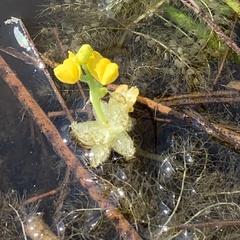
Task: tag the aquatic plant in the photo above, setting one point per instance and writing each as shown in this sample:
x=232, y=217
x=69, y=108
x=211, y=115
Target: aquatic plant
x=109, y=130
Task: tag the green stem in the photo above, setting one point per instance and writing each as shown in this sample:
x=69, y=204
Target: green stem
x=94, y=96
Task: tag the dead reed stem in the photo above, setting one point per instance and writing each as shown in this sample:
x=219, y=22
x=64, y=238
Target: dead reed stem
x=84, y=177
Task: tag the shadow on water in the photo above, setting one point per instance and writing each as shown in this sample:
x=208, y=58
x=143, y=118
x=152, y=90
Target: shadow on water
x=23, y=149
x=180, y=176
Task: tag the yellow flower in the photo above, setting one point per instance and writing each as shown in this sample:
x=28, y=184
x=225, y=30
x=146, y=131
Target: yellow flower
x=84, y=53
x=102, y=69
x=69, y=71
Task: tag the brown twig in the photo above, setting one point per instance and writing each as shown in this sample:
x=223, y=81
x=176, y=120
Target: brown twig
x=215, y=130
x=198, y=98
x=153, y=104
x=193, y=5
x=218, y=224
x=85, y=178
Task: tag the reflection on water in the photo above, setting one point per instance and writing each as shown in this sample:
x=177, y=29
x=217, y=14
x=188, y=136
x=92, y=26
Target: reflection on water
x=182, y=179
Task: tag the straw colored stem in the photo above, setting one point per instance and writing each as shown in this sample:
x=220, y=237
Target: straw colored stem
x=84, y=177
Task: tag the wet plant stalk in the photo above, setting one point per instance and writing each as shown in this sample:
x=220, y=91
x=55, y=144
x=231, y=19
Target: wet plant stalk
x=84, y=177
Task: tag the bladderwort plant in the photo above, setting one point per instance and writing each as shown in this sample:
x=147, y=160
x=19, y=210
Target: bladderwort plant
x=110, y=129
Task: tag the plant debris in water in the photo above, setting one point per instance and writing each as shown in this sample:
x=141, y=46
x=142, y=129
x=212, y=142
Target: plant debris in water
x=183, y=184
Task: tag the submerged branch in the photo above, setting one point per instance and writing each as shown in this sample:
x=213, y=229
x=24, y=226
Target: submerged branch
x=84, y=177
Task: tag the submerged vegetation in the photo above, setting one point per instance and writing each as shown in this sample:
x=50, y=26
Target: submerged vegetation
x=183, y=183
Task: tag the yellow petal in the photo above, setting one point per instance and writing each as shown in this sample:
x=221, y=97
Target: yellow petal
x=84, y=53
x=92, y=62
x=68, y=72
x=110, y=74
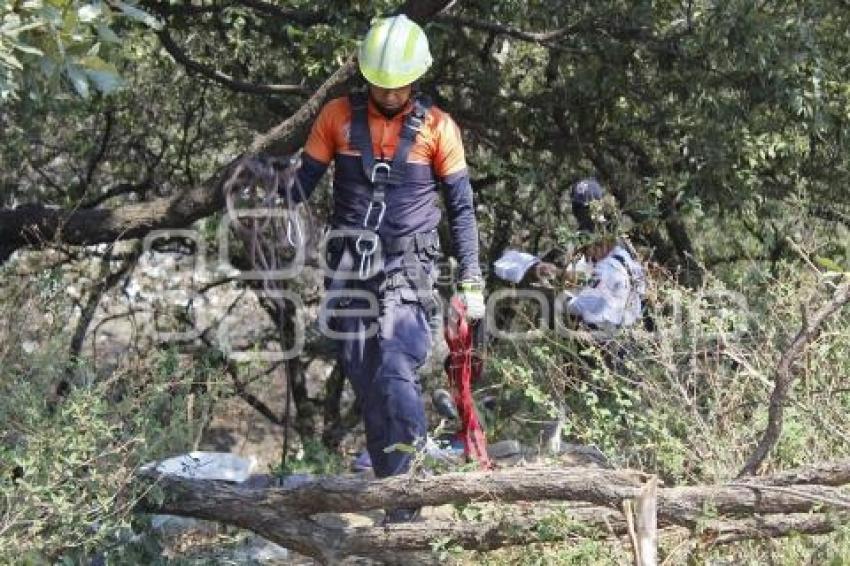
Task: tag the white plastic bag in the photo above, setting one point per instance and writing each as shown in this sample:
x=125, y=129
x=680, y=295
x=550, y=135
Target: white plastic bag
x=205, y=466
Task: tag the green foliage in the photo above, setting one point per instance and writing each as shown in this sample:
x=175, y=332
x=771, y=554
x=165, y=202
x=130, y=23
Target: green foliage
x=45, y=42
x=67, y=460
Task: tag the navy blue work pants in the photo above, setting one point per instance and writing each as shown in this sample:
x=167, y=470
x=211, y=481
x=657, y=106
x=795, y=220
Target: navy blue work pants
x=383, y=340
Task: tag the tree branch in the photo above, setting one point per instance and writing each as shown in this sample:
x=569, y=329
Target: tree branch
x=38, y=225
x=784, y=377
x=221, y=78
x=283, y=514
****************
THE PROBLEM
Please change "Target" to "Label" in the records from the line with "Task: tag the shadow" up to and including the line with "x=110, y=129", leaving everything else the same. Give only those lines.

OUTPUT BELOW
Task: tag the shadow on water in the photo above, setting one point per instance and writing each as shown in this sample:
x=208, y=58
x=143, y=118
x=152, y=90
Label: shadow on water
x=23, y=149
x=180, y=176
Task: tag the yellow flower in the photo above, setting one point per instance and writing each as shown in this sample:
x=28, y=184
x=225, y=30
x=146, y=131
Label: yellow flower
x=84, y=53
x=102, y=69
x=69, y=71
Task: tag the brown twig in the photo above, setting one point per instance and writing each as shown in this sample:
x=223, y=81
x=176, y=120
Label: brown twig
x=215, y=130
x=198, y=98
x=153, y=104
x=193, y=5
x=218, y=224
x=85, y=178
Task: tag the reflection on water in the photo above, setting one point per instance and writing each as shown in this sample:
x=177, y=29
x=217, y=14
x=188, y=136
x=92, y=26
Label: reflection on water
x=182, y=179
Task: tag the straw colored stem in the photo above, setting one point per instance and writing each as shown in this sample:
x=220, y=237
Label: straw colored stem
x=84, y=177
Task: tag the wet plant stalk in the photo above, setting one point per instance and writing each as shown in this sample:
x=220, y=91
x=55, y=144
x=231, y=19
Label: wet plant stalk
x=84, y=177
Task: tag the bladderwort plant in the photo above, setting one point per instance and writing each as shown in this sample:
x=147, y=160
x=19, y=210
Label: bladderwort plant
x=110, y=129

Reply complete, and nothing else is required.